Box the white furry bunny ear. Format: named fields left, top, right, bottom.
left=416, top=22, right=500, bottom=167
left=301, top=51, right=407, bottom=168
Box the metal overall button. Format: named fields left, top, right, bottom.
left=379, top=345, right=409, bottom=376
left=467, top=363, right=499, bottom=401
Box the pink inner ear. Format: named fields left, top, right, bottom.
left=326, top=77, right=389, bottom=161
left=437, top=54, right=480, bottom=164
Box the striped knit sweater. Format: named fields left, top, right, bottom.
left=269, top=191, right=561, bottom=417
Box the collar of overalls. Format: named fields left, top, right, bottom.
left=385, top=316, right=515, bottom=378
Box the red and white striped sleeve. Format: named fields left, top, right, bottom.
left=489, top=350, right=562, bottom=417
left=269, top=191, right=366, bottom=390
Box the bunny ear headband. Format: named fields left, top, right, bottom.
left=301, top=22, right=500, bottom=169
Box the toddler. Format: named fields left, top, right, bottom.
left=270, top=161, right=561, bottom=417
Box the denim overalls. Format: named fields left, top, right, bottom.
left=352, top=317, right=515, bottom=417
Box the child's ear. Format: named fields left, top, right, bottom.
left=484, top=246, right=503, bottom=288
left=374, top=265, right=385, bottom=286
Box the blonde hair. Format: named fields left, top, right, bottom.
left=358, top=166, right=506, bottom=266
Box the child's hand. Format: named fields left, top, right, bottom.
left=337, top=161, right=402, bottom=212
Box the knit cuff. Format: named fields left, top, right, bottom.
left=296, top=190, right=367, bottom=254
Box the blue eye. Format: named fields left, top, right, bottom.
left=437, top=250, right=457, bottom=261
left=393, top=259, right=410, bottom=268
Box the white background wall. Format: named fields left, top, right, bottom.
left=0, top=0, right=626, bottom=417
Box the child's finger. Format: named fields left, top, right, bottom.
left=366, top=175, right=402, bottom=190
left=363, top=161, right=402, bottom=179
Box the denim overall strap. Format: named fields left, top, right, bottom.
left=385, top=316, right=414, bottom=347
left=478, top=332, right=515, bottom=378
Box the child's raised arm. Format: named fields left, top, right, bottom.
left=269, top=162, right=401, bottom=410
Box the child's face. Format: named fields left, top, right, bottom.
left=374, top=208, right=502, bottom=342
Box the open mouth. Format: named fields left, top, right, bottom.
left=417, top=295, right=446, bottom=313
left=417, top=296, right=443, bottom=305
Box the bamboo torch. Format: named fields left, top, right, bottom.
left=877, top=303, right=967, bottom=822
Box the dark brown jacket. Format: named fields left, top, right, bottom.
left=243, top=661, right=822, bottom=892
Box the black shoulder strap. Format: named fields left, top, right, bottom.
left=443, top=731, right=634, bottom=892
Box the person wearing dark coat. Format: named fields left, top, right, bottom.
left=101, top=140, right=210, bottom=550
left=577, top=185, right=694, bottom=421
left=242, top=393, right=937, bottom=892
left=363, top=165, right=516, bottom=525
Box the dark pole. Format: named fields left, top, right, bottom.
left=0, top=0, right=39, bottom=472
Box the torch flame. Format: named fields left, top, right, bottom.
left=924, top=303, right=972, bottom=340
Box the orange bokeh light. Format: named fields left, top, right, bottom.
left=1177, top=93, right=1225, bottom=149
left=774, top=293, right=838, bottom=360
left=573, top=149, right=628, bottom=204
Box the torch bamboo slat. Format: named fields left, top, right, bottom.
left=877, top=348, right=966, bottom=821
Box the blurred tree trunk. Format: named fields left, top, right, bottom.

* GIVEN PROBLEM *
Rewrite all of the items above, swapping "child's" for "kid's" wherever it occurs and leaving everything else unchanged.

* THE SOLUTION *
Box the white furry bunny ear. Format: named fields left, top, right, bottom.
left=416, top=22, right=500, bottom=167
left=301, top=51, right=407, bottom=168
Box the metal overall button. Format: named fields left, top, right, bottom.
left=379, top=345, right=409, bottom=376
left=467, top=363, right=499, bottom=401
Box the pink inner ear. Format: named fields left, top, right, bottom.
left=326, top=77, right=389, bottom=161
left=437, top=54, right=480, bottom=164
Box the striped knit sweater. Format: named fields left, top, right, bottom.
left=269, top=191, right=561, bottom=417
Box the collar of overalls. Format: named fields left, top, right, bottom.
left=385, top=316, right=515, bottom=378
Box the red and white striped sleeve. Format: named fields left, top, right, bottom.
left=489, top=350, right=562, bottom=417
left=269, top=191, right=366, bottom=390
Box the bunny ear headband. Format: named fields left, top, right, bottom.
left=301, top=22, right=500, bottom=169
Box the toddler. Format: named fields left, top, right, bottom.
left=270, top=161, right=561, bottom=417
Box the denim overalls. Format: named fields left, top, right, bottom.
left=352, top=317, right=515, bottom=417
Box the kid's ear. Format: named fields left, top, right, bottom.
left=484, top=246, right=503, bottom=288
left=374, top=265, right=385, bottom=286
Box the blonde hair. Format: named fields left, top, right, bottom.
left=358, top=166, right=506, bottom=266
Box the kid's hand. Format: named fields left, top, right, bottom.
left=337, top=161, right=402, bottom=212
Box the knit cuff. Format: named fields left, top, right, bottom.
left=296, top=190, right=367, bottom=254
Box the blue eye. Format: named fields left, top, right, bottom.
left=437, top=250, right=457, bottom=261
left=393, top=259, right=410, bottom=268
Box the white background wall. Format: named fields left, top, right, bottom.
left=0, top=0, right=626, bottom=417
Box the kid's finger. Format: named fields left, top, right, bottom.
left=366, top=175, right=402, bottom=190
left=363, top=161, right=402, bottom=179
Box the denim overall strap. Format: named fields left, top, right, bottom.
left=385, top=316, right=414, bottom=347
left=478, top=332, right=515, bottom=378
Box the kid's raised arm. Format: named fields left, top, right, bottom.
left=269, top=162, right=401, bottom=410
Box the kid's face. Format: named fields left, top, right, bottom.
left=374, top=208, right=502, bottom=342
Box the open mouth. Format: named fields left, top, right, bottom.
left=417, top=295, right=446, bottom=313
left=417, top=296, right=443, bottom=305
Box the bamboo torch. Format: named fields left, top, right, bottom.
left=877, top=303, right=967, bottom=822
Box the dark brown jacket. Format: named fields left, top, right, bottom.
left=243, top=661, right=822, bottom=892
Box the black shoulder strap. Format: named fields left, top, right, bottom.
left=443, top=731, right=634, bottom=892
Box the person wearing dark coat. Format: named fields left, top, right, bottom.
left=101, top=140, right=210, bottom=550
left=577, top=185, right=694, bottom=421
left=242, top=393, right=937, bottom=892
left=363, top=165, right=516, bottom=525
Box the dark pole. Format: named fields left, top, right, bottom.
left=0, top=0, right=39, bottom=472
Box the torch flame. Format: named fields left, top, right, bottom.
left=924, top=303, right=972, bottom=340
Box the orange bokeh light. Format: named fields left, top, right, bottom.
left=1177, top=93, right=1225, bottom=149
left=774, top=293, right=838, bottom=360
left=573, top=149, right=628, bottom=204
Box the torch bamboo slat. Format: named fields left, top, right, bottom.
left=877, top=348, right=966, bottom=821
Box the blurred tree trunk. Format: named fields left, top, right, bottom.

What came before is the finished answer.